(Stored data entries)
· · · · ·

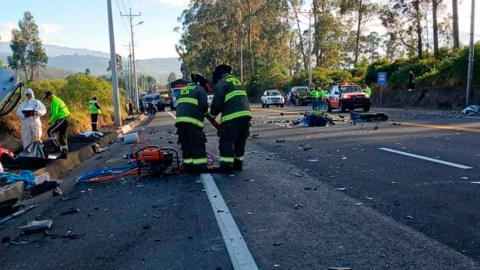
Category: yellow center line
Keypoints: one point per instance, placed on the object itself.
(444, 127)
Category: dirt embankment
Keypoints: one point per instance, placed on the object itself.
(447, 98)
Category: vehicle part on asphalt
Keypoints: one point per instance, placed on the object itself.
(367, 117)
(17, 214)
(69, 212)
(131, 138)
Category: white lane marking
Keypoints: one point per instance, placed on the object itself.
(174, 117)
(237, 248)
(427, 158)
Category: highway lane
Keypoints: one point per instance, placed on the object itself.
(343, 203)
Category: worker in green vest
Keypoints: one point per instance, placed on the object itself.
(59, 121)
(192, 106)
(368, 90)
(320, 99)
(231, 100)
(313, 95)
(94, 110)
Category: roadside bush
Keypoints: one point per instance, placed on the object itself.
(75, 91)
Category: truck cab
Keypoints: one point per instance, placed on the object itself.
(347, 97)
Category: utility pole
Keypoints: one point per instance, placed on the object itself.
(113, 59)
(471, 58)
(135, 87)
(310, 50)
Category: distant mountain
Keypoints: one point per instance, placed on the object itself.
(54, 51)
(77, 60)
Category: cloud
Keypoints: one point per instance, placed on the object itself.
(175, 3)
(49, 28)
(6, 31)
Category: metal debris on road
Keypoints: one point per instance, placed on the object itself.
(298, 206)
(69, 212)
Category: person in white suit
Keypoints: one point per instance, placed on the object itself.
(30, 112)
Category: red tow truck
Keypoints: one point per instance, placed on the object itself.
(347, 97)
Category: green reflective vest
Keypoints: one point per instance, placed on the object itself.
(59, 110)
(368, 91)
(230, 99)
(92, 109)
(191, 105)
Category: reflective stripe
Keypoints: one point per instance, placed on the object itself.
(226, 159)
(234, 94)
(199, 161)
(242, 158)
(232, 116)
(209, 115)
(187, 100)
(190, 120)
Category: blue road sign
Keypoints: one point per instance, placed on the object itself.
(381, 78)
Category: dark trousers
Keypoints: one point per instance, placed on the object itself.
(233, 137)
(60, 126)
(94, 118)
(192, 140)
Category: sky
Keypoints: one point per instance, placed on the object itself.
(84, 23)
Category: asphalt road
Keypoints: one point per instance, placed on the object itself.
(308, 198)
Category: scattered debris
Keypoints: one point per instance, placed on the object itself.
(57, 192)
(17, 214)
(69, 212)
(471, 110)
(367, 117)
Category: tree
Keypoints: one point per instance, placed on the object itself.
(456, 35)
(403, 20)
(364, 12)
(172, 77)
(27, 52)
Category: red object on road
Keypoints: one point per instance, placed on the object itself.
(6, 152)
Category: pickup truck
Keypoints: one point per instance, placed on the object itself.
(347, 97)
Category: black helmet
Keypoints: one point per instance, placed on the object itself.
(199, 78)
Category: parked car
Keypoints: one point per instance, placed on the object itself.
(272, 97)
(303, 93)
(209, 100)
(347, 97)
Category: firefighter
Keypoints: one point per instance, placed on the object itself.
(30, 112)
(230, 99)
(191, 109)
(59, 121)
(313, 94)
(94, 110)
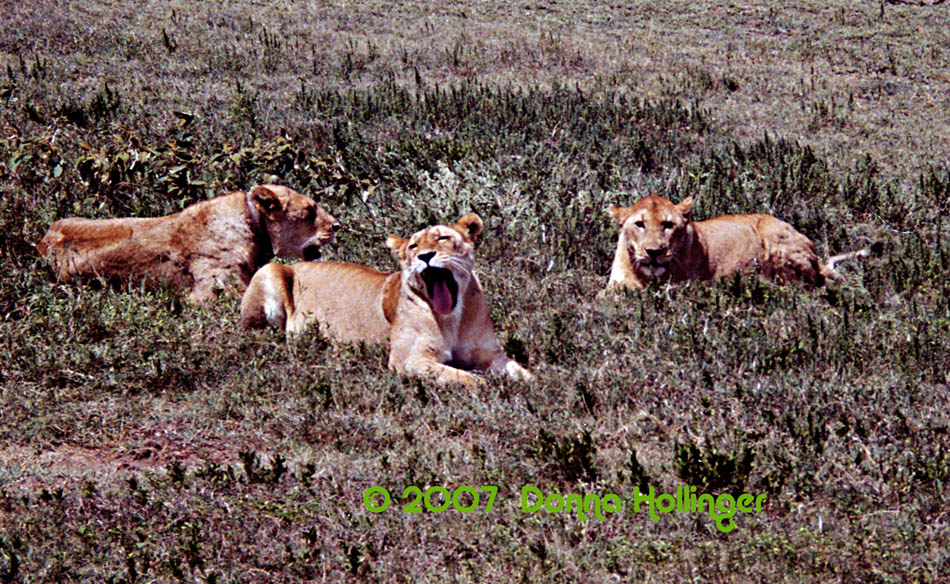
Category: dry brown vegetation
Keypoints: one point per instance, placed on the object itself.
(145, 439)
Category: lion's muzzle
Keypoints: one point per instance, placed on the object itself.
(441, 288)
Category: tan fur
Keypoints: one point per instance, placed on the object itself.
(205, 246)
(658, 240)
(428, 335)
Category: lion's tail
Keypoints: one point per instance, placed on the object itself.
(829, 268)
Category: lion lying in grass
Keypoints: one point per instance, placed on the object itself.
(205, 246)
(432, 311)
(659, 241)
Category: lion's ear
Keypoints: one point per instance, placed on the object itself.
(619, 213)
(470, 225)
(685, 207)
(266, 199)
(397, 245)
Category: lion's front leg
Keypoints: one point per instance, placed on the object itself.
(511, 368)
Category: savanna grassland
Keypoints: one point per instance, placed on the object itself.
(144, 439)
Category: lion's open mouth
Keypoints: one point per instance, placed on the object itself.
(442, 289)
(311, 253)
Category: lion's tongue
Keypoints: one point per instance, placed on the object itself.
(441, 297)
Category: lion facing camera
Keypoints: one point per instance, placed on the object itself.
(432, 310)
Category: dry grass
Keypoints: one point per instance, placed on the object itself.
(143, 439)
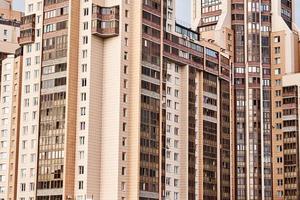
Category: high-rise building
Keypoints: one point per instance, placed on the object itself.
(10, 123)
(265, 48)
(121, 102)
(10, 65)
(9, 30)
(288, 173)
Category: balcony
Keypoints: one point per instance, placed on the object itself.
(27, 30)
(26, 37)
(105, 21)
(27, 22)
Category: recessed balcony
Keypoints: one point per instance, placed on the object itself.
(105, 21)
(26, 37)
(27, 30)
(27, 22)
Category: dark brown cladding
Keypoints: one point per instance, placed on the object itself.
(291, 142)
(150, 139)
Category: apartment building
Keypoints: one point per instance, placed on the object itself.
(121, 102)
(10, 123)
(290, 144)
(9, 30)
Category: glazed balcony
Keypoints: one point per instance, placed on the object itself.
(27, 22)
(105, 29)
(27, 30)
(26, 37)
(105, 21)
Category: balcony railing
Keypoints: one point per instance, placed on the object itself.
(28, 22)
(105, 21)
(27, 30)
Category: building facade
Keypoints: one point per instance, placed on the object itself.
(10, 123)
(265, 48)
(121, 102)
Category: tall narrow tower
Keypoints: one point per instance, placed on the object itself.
(255, 25)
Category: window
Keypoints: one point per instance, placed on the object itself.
(85, 39)
(85, 11)
(277, 61)
(83, 82)
(80, 185)
(85, 25)
(277, 39)
(81, 169)
(23, 187)
(81, 140)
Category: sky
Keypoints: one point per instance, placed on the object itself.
(183, 9)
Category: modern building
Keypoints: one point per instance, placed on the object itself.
(265, 48)
(10, 67)
(10, 123)
(9, 30)
(121, 102)
(290, 138)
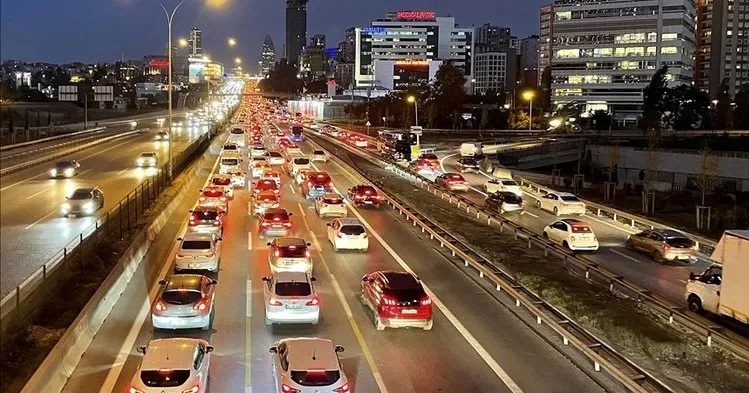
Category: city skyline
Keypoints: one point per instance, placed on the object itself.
(50, 39)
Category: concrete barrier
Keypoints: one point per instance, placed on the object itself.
(61, 362)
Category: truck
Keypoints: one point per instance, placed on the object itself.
(722, 288)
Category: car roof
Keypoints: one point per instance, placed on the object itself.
(311, 353)
(184, 281)
(170, 353)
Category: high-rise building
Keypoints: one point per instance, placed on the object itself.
(296, 30)
(722, 45)
(267, 57)
(605, 53)
(196, 42)
(410, 39)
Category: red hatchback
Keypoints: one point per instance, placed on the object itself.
(397, 299)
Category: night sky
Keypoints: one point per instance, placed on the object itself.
(62, 31)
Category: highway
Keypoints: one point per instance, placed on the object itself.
(476, 344)
(32, 229)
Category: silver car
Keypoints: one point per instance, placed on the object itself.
(290, 297)
(185, 301)
(290, 254)
(198, 251)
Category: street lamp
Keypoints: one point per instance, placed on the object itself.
(528, 96)
(412, 100)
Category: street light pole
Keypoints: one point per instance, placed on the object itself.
(169, 19)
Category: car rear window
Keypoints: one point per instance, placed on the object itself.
(164, 378)
(315, 377)
(181, 296)
(293, 289)
(353, 230)
(196, 245)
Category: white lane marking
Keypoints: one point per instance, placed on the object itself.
(625, 255)
(36, 193)
(40, 220)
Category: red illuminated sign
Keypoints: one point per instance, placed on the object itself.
(416, 15)
(158, 63)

· · · · ·

▶ What is being asked
Repeat the entries verbatim; no pictures.

▶ Answer section
Category: yellow center line
Keypoints: one point per instance, placed on the object itself.
(444, 127)
Category: dirt embankment
Keypoints: one point per instance, placed on the object itself.
(447, 98)
Category: vehicle part on asphalt
Keypoints: one point per instance, placed on the object itself.
(367, 117)
(17, 214)
(69, 212)
(131, 138)
Category: white lane marking
Keypoints: one point per instance, placed on the object itself.
(174, 117)
(237, 248)
(427, 158)
Category: highway lane
Keypoints: one point per instance, placed on the object itself.
(343, 203)
Category: worker in green vest
Keypoints: one point per instance, placed on the object itself.
(59, 121)
(192, 106)
(368, 90)
(320, 99)
(231, 100)
(313, 95)
(94, 110)
Category: roadside bush
Keypoints: one point per instance, placed on the object itself.
(75, 91)
Category: truck cab
Keypoints: one point per instance, placed on the object itself.
(347, 97)
Category: utility pole
Keypoints: one point per instance, placed on the object itself.
(113, 59)
(471, 58)
(135, 87)
(310, 50)
Category: distant mountain
Keypoints: one point per instance, placed on the object itself.
(54, 51)
(77, 60)
Category: cloud
Keypoints: one point per instance, placed on the object itself.
(175, 3)
(49, 28)
(6, 31)
Category: metal debris on road
Keypoints: one point per instance, placed on the object itself.
(298, 206)
(69, 212)
Category: person in white suit
Keypoints: one point per instance, placed on the object itself.
(30, 112)
Category: red tow truck
Keypoints: one point per instance, placed on the object itself.
(347, 97)
Category: green reflective vest
Keypoints: one point per instance, placed on the object itself.
(59, 110)
(368, 91)
(230, 99)
(92, 109)
(191, 105)
Category: reflective stripe
Keypoints: one point per instance, placed on the object itself.
(226, 159)
(234, 94)
(199, 161)
(242, 158)
(232, 116)
(209, 115)
(187, 100)
(190, 120)
Category: blue road sign
Keypoints: one point per instance, placed on the object itself.
(381, 78)
Category: dark trousers
Keypoints: one point per instance, placed on the object itself.
(233, 137)
(60, 126)
(94, 118)
(192, 140)
Category: sky
Keypoints: one point per instance, placed on the object itself.
(84, 23)
Category: asphalt road
Keypoints: one point per instance, placed on the object itself.
(308, 198)
Category: scattered debris
Keypoints: one point per instance, placed on the object itself.
(57, 192)
(17, 214)
(69, 212)
(471, 110)
(367, 117)
Category: tree
Keypoints: one point per instance, placed on the object itself.
(456, 35)
(403, 20)
(364, 12)
(172, 77)
(27, 52)
Category: red object on road
Keypoints: one point per instance, placed on the object itself.
(6, 152)
Category: pickup truck
Keypoints: one point per instance, placed on the object itself.
(347, 97)
Category: black helmet
Keypoints: one point per instance, placed on the object itself.
(199, 78)
Category: parked car
Keypoints: one point per instance, placed on the object itself.
(272, 97)
(303, 93)
(209, 100)
(347, 97)
Category: firefighter
Keypoints: one point per instance, placed on the object itself.
(30, 112)
(230, 99)
(191, 109)
(59, 121)
(313, 94)
(94, 110)
Category: dry brown vegetation
Keypoints: one point per instance, placed on the object itself.
(145, 439)
Category: lion's muzzle
Keypoints: one point per instance, placed on the object itself.
(441, 288)
Category: tan fur
Keypoints: one point per instance, placed on the object itself.
(205, 246)
(658, 240)
(428, 335)
Category: lion's tail
Keypoints: one point per instance, placed on the object itself.
(829, 268)
Category: lion lying in grass
Keypoints: one point per instance, placed on the object itself.
(205, 246)
(432, 311)
(659, 241)
Category: lion's ear
Keypoints: one point per instance, placed on the object itself.
(619, 213)
(470, 225)
(685, 207)
(266, 199)
(397, 245)
Category: lion's front leg
Keypoints: one point per instance, placed on the object itself.
(511, 368)
Category: savanna grassland
Keypoints: one point per instance, placed on the object itself.
(144, 439)
Category: lion's open mouth
Keypoints: one point per instance, placed on the object itself.
(442, 289)
(311, 253)
Category: lion's tongue
Keypoints: one point per instance, placed on the object itself.
(441, 297)
Category: lion facing camera
Keypoints: one point per instance, placed on the object itself.
(432, 310)
Category: dry grass
Keypoints: one point per instance, placed on the object itself.
(143, 439)
Category: high-rise building
Keypoints: one point per instance, placed on the object itself.
(10, 123)
(265, 48)
(121, 102)
(10, 65)
(9, 30)
(288, 173)
Category: balcony
Keypoints: one point per instance, placed on the object itself.
(27, 30)
(26, 37)
(105, 21)
(27, 22)
Category: recessed balcony
Keypoints: one point per instance, placed on the object itself.
(105, 21)
(26, 37)
(27, 30)
(27, 22)
Category: dark brown cladding
Keypoints: one point per instance, placed on the object itself.
(291, 142)
(150, 139)
Category: apartment building
Keypoints: one point per instance, placed on the object itself.
(121, 102)
(10, 123)
(290, 144)
(9, 30)
Category: glazed balcony
Keypoints: one point per instance, placed on the object itself.
(27, 22)
(105, 29)
(27, 30)
(26, 37)
(105, 21)
Category: balcony railing
Keypoints: one point per instance, placed on the object itself.
(28, 22)
(105, 21)
(27, 30)
Category: building facade
Keypoints: one point per instance, placed on the object itself.
(10, 123)
(265, 48)
(121, 102)
Category: tall narrow tower
Keypoints: one point per instance, placed on the object itself.
(255, 25)
Category: window
Keypoints: one point per instance, placed on the object itself.
(85, 39)
(85, 11)
(277, 61)
(83, 82)
(80, 185)
(85, 25)
(277, 39)
(81, 169)
(23, 187)
(81, 140)
Category: sky
Keypoints: one point per instance, placed on the object itself.
(183, 9)
Category: modern building
Keypoints: one point per instance, placed on the object itself.
(265, 48)
(10, 67)
(10, 123)
(9, 30)
(121, 102)
(290, 138)
Category: city skyline
Keypoints: one point per instance, placed on the object itself.
(50, 39)
Category: concrete barrier
Keypoints: one point per instance, placed on the object itself.
(61, 362)
Category: truck
Keypoints: one point per instance, placed on the object itself.
(722, 288)
Category: car roof
Keypoints: one point per instance, placed on the object itself.
(311, 353)
(184, 281)
(170, 353)
Category: high-rise building
Keypoints: one point per instance, placed on the object itself.
(296, 30)
(722, 45)
(267, 57)
(605, 53)
(196, 42)
(410, 39)
Category: red hatchback
Keypoints: one point per instance, placed on the object itself.
(397, 299)
Category: night sky
Keypoints: one point per instance, placed on the object itself.
(62, 31)
Category: highway
Keypoints: one point per instance, placed on the object itself.
(476, 344)
(32, 229)
Category: silver car
Keypoints: one point per instance, placed on the object itself.
(290, 297)
(185, 301)
(290, 254)
(198, 251)
Category: street lamp
Keypoints: one point per instance, placed on the object itself.
(528, 96)
(412, 100)
Category: street light pole
Keypoints: one point per instance, placed on the object itself.
(169, 19)
Category: car rear window
Keypoints: one point per instance, placed on the object itself.
(164, 378)
(315, 377)
(181, 296)
(293, 289)
(353, 230)
(196, 245)
Category: white lane marking
Keypoints: one point per instance, placed on the object itself.
(625, 255)
(36, 193)
(40, 220)
Category: red illuminated sign
Keypoints: one point per instance, placed on the object itself.
(416, 15)
(158, 63)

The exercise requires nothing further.